*** Begin section ***

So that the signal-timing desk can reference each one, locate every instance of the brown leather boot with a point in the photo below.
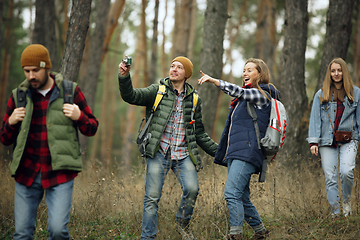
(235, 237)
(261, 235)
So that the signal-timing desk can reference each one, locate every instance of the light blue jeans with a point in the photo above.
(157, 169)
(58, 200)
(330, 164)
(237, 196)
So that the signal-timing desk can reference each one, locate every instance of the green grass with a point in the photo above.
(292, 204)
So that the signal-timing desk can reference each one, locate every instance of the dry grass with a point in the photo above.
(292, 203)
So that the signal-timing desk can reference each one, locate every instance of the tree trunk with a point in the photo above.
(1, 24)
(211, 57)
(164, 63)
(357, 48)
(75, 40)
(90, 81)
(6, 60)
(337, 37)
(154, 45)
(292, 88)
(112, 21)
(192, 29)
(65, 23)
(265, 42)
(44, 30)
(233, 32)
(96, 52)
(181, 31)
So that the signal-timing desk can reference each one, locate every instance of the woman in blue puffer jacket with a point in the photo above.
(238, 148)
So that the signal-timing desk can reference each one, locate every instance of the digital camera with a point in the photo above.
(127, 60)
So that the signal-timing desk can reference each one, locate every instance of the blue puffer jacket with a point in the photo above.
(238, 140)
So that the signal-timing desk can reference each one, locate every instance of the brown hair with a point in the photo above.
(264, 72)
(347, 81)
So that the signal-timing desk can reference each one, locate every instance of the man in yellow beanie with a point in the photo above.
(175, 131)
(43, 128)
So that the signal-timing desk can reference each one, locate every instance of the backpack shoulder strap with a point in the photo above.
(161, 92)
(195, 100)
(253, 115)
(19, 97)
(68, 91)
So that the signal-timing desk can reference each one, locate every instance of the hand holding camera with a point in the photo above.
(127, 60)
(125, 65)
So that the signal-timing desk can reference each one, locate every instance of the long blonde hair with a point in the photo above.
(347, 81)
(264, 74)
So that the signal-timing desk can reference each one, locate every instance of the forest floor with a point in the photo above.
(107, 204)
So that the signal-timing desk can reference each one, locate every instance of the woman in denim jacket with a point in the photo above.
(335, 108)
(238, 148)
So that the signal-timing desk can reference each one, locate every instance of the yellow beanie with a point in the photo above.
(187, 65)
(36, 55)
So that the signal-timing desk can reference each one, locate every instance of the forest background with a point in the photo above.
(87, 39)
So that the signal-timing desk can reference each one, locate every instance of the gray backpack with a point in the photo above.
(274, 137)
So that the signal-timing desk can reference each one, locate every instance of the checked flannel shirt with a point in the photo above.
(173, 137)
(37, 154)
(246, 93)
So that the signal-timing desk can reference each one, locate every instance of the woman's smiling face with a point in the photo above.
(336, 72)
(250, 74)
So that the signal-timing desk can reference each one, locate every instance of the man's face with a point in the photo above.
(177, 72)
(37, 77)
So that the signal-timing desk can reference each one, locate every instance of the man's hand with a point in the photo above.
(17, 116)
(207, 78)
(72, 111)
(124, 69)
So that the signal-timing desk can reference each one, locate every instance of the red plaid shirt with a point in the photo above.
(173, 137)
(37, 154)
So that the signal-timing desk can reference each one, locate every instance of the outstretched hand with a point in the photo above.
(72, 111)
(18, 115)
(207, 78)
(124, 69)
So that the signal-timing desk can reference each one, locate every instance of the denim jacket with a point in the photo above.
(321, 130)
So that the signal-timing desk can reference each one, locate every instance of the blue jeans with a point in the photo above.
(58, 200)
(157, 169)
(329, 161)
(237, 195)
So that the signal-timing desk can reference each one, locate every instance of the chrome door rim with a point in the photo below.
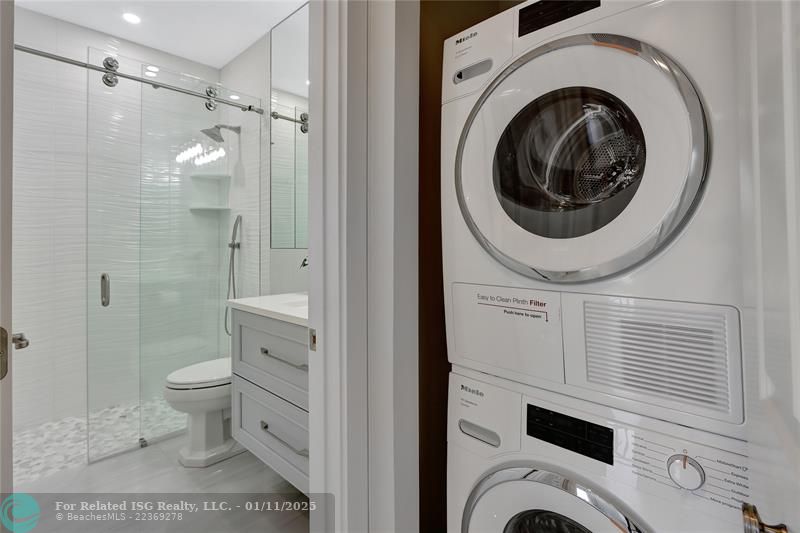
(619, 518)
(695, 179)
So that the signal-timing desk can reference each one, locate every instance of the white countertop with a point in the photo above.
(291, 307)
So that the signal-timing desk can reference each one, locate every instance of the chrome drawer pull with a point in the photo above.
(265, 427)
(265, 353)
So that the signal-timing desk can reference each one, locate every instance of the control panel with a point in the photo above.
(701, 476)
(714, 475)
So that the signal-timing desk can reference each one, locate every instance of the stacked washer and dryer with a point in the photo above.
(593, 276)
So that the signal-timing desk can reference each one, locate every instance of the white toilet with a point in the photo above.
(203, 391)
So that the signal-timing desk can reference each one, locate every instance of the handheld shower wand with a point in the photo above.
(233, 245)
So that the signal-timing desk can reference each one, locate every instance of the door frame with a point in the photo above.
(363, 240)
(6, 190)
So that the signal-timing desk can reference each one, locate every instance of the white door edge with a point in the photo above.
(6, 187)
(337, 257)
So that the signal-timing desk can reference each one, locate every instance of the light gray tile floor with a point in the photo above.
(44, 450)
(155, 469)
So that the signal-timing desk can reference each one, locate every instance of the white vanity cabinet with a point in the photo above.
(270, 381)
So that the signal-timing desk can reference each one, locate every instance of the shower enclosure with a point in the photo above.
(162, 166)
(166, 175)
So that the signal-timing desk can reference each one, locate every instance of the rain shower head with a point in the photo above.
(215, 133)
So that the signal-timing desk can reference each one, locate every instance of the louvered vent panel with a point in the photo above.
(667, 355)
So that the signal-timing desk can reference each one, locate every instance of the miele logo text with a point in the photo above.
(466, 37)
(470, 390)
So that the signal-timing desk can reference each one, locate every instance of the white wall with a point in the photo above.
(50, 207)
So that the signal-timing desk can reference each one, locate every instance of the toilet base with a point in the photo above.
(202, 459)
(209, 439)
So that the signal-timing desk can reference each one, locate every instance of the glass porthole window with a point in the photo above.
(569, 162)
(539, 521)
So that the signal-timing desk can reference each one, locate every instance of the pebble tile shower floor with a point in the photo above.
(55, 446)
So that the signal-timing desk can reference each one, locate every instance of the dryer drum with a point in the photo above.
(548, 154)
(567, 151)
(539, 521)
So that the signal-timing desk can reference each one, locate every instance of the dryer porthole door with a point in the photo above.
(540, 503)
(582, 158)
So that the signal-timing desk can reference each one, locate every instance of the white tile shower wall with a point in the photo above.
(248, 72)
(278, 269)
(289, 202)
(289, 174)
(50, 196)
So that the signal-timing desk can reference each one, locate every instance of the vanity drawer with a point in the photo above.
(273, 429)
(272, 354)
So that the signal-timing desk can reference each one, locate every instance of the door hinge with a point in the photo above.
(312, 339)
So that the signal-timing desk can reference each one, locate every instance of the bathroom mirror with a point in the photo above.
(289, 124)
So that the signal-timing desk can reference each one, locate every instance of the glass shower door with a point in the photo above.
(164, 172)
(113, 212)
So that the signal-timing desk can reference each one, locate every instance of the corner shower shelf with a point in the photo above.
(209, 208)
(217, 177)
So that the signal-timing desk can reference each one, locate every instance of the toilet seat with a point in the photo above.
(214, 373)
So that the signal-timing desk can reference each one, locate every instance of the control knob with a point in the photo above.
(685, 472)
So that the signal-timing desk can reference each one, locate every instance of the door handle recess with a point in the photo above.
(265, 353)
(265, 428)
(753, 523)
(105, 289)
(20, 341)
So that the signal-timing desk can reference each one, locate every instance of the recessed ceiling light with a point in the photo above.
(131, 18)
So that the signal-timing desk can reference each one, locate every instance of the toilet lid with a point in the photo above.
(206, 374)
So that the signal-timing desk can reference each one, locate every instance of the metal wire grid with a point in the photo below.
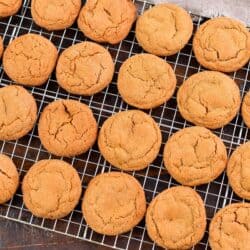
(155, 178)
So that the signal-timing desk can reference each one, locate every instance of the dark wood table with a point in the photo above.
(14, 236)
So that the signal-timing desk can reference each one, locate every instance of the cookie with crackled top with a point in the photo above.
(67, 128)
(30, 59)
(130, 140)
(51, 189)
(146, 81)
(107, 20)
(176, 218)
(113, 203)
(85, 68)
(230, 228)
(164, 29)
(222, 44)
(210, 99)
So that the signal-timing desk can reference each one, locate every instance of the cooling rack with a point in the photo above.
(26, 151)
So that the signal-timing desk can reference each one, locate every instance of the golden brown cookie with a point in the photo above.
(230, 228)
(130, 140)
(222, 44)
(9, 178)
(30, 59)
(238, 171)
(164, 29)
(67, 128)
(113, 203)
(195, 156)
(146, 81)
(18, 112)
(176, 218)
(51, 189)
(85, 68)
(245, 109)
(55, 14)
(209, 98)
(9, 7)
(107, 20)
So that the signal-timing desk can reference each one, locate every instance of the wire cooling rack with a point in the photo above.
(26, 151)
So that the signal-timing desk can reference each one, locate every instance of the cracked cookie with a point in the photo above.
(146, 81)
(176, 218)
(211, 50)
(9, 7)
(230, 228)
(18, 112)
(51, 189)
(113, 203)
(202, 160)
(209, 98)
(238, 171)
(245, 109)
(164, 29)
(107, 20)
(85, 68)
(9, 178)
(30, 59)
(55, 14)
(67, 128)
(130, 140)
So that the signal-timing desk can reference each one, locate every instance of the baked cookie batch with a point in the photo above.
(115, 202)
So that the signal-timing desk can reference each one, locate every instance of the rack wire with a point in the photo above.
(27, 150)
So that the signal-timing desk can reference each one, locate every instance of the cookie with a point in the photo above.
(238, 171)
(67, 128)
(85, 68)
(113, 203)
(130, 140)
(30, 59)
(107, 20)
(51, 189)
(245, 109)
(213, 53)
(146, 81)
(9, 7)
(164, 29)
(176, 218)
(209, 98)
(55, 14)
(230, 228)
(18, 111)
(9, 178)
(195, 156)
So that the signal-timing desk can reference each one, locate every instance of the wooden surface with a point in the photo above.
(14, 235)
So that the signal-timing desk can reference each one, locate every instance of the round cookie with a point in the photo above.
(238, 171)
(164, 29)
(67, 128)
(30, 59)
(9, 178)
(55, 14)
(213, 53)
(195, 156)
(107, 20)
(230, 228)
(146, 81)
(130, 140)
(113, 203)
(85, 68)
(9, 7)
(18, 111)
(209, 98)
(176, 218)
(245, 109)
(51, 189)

*** End section ***

**WHAT YOU WILL DO:**
Having found the line with "of the wire" in the listing above, transcribe it and every line after it to the end, exactly, with no additions.

**RESULT:**
So that the signal-timing desk can reference each one, locate every instance of the wire cooling rack with a point in the photo above.
(26, 151)
So that the signal-timing desk can reference each one, locate every instance of the cracked cookie with a point in the photo above.
(146, 81)
(176, 218)
(211, 50)
(9, 7)
(230, 228)
(18, 112)
(51, 189)
(113, 203)
(202, 160)
(209, 98)
(238, 171)
(245, 109)
(164, 29)
(107, 20)
(85, 68)
(9, 178)
(30, 59)
(55, 14)
(67, 128)
(130, 140)
So that the signal-timing desk can reference each one, locate every instance of the baked cookie batch with a point in the photo above.
(115, 202)
So that the signal-timing desk can reference each one, locate every instance of the rack wire with a point in the photo above.
(27, 150)
So that the signal-timing desk can reference each one, locate every instance of the cookie with a point in the photo above.
(238, 171)
(67, 128)
(85, 68)
(113, 203)
(130, 140)
(30, 59)
(107, 20)
(51, 189)
(245, 109)
(213, 53)
(146, 81)
(9, 7)
(164, 29)
(176, 218)
(209, 98)
(55, 14)
(230, 228)
(18, 111)
(9, 178)
(195, 156)
So that the signal-timing desk can reference each one, locate every instance of the wooden surface with a point in the photo above.
(14, 235)
So that the signal-timing desk can reference each one, locate every instance of the round cookie with a point in the photo above.
(238, 171)
(164, 29)
(67, 128)
(30, 59)
(9, 178)
(55, 14)
(213, 53)
(195, 156)
(107, 20)
(230, 228)
(146, 81)
(130, 140)
(113, 203)
(85, 68)
(9, 7)
(18, 111)
(209, 98)
(176, 218)
(245, 109)
(51, 189)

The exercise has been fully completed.